**Task brief**
Pick out and copy each line of the material that contains the word "black", matching case exactly.

----------

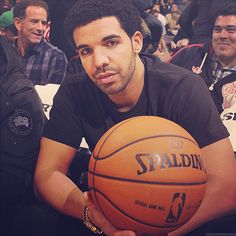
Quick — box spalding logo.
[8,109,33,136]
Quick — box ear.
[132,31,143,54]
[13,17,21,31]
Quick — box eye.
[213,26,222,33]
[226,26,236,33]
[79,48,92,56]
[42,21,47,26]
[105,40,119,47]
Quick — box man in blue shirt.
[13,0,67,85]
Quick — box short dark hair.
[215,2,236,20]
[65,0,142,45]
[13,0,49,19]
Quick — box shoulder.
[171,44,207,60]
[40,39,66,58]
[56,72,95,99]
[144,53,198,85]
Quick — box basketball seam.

----------

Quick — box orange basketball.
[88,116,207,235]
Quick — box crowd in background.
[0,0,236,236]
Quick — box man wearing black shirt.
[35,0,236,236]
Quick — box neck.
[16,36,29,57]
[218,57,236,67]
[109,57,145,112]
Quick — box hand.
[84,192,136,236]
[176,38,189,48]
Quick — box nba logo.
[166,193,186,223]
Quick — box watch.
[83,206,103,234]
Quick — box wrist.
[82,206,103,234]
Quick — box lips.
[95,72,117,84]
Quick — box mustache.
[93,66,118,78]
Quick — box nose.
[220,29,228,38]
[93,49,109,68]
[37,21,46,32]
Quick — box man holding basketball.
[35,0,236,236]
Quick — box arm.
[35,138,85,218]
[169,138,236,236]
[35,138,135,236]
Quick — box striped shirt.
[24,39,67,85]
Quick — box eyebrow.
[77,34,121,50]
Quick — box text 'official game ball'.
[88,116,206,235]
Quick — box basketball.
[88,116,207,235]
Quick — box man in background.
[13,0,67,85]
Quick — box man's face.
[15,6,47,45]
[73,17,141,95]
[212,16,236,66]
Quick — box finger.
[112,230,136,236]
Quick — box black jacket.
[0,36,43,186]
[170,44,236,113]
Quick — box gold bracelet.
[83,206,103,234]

----------

**Exercise output**
Quick — box man wearing black shirt.
Quick — box black jacket.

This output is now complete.